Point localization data
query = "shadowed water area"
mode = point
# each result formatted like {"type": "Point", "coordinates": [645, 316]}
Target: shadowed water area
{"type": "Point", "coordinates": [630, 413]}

- Exercise details
Once you have read the entries, reproduce each one exactly.

- Result
query = "shadowed water area"
mode = point
# each result formatted like {"type": "Point", "coordinates": [645, 316]}
Target: shadowed water area
{"type": "Point", "coordinates": [630, 413]}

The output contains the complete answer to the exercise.